- ACTIONS TO TAKE:
[1] Answer these questions from the text on security clearances:
(a) What kind of marriage can slow down a security clearance?
(b) What does the text say lying about drug use amounts to?
(c) On what watch list are the countries that students may have traveled in extensively?
[2] Echo the part of the text on security clearances that opens with the words containing "Students have frequently" and closes with "is committing perjury.".

- EXTRACT:
## Start

There are certain relatively common factors that are likely to slow down a clearance. Security clearances can take longer to receive if students have dual citizenship, and dual citizenship with certain countries (such as Iran) can sometimes make security clearance virtually impossible to obtain. Marriage to a non-citizen can also slow down a security clearance. Additionally, unless students were participating in a U.S. government program (such as the military or the Peace Corps), those who have lived outside of the U.S. for many years in the past decade may find it harder to receive clearance, as may students who have traveled extensively in countries listed on the State Department’s “state sponsors of terrorism” watch list. At times, a clearance seems to get hung up for no reason at all.
Students have frequently expressed anxiety about whether minor drug experimentation, particularly during their college years, will bar them from receiving internships or post-graduate positions at DOJ. Drug use and past drug use continue to be taken seriously by DOJ. This is a particularly difficult issue: admitting to even minor drug use may lead to rejection, and lying is committing perjury.

## End

- PROVIDED RECORDS:
## Start

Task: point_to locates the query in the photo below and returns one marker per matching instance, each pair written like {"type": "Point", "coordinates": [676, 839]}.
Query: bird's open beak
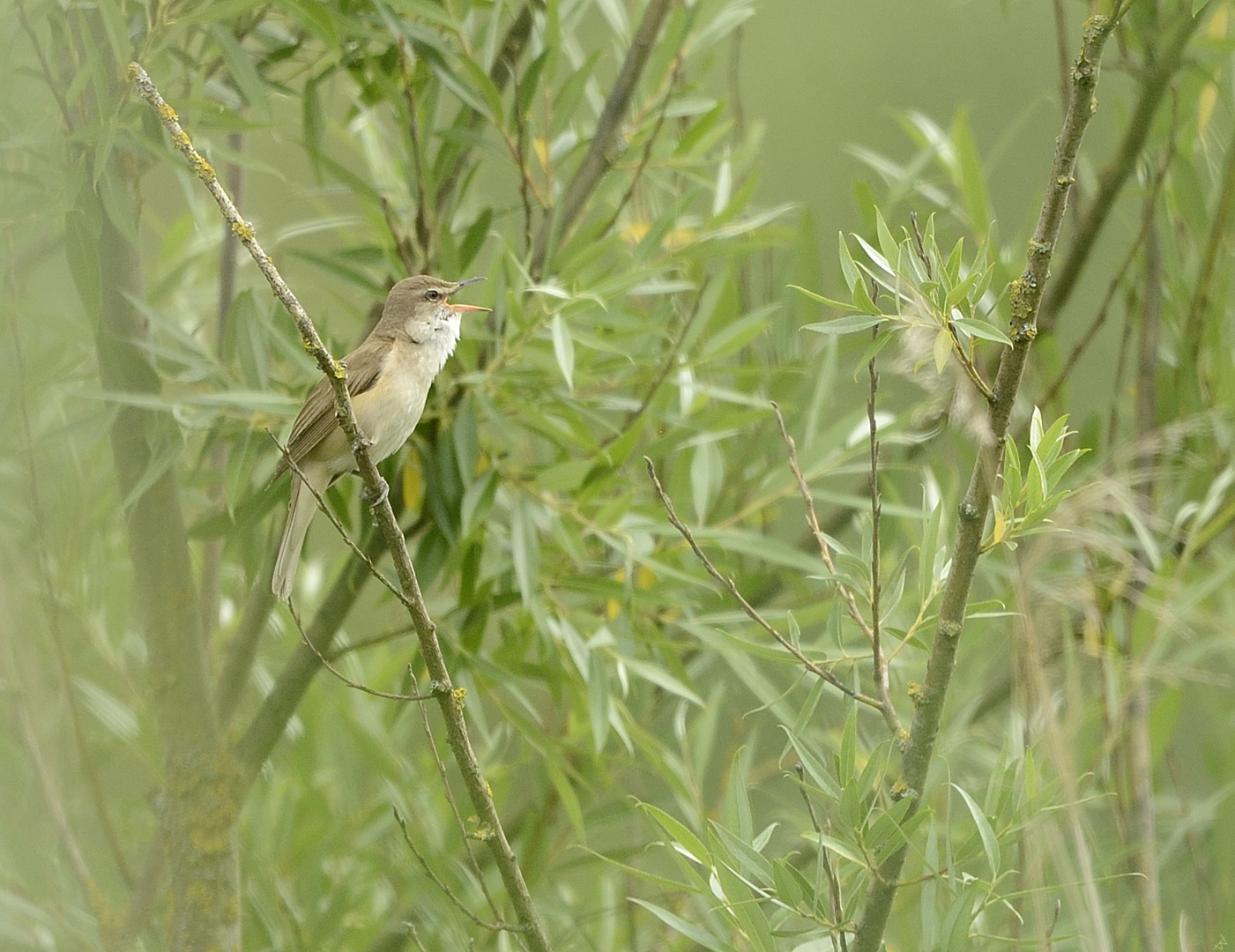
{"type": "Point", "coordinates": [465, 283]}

## End
## Start

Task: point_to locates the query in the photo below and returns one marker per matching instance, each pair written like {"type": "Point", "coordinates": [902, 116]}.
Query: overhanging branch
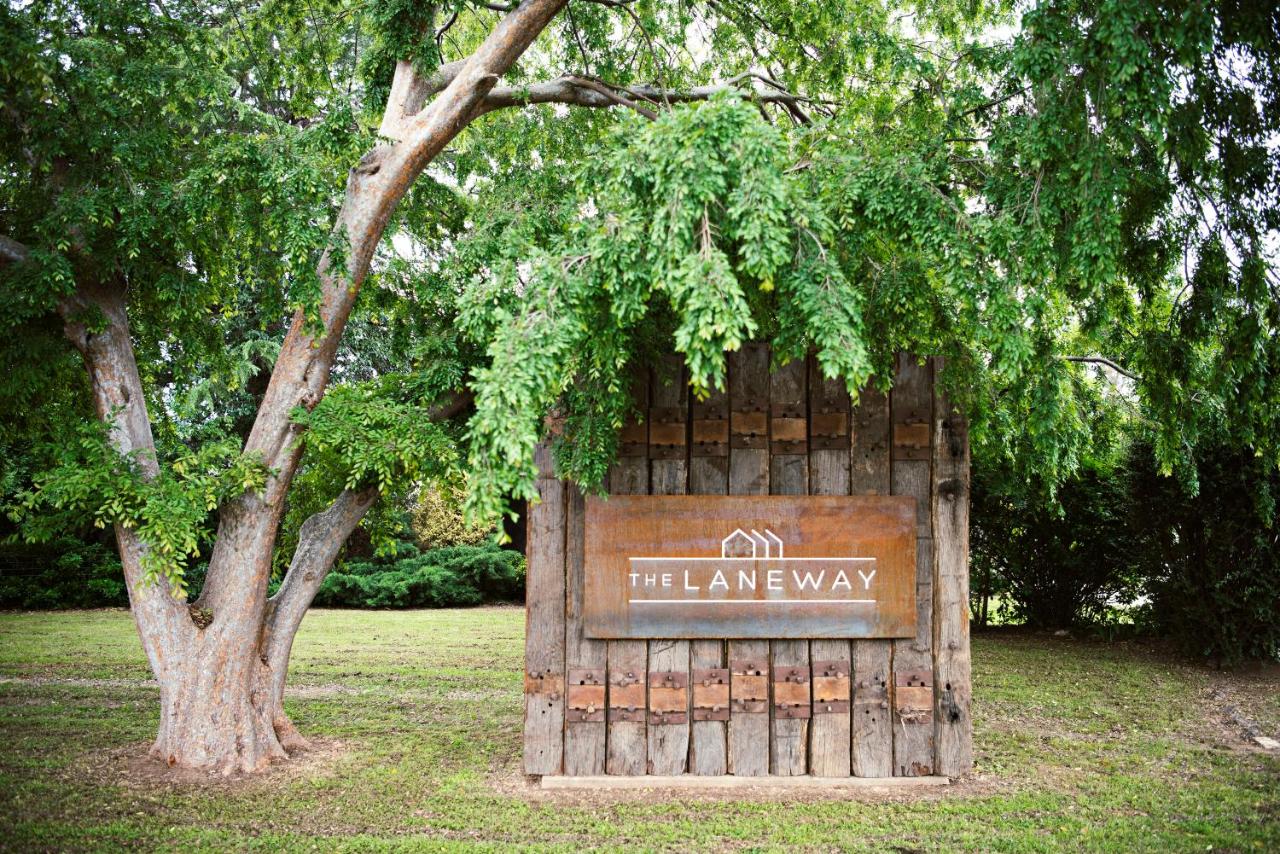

## End

- RESULTS OF THE TASKS:
[1]
(a) Marriage to a non-citizen.
(b) Committing perjury.
(c) The State Department's "state sponsors of terrorism" watch list.

[2]
Students have frequently expressed anxiety about whether minor drug experimentation, particularly during their college years, will bar them from receiving internships or post-graduate positions at DOJ. Drug use and past drug use continue to be taken seriously by DOJ. This is a particularly difficult issue: admitting to even minor drug use may lead to rejection, and lying is committing perjury.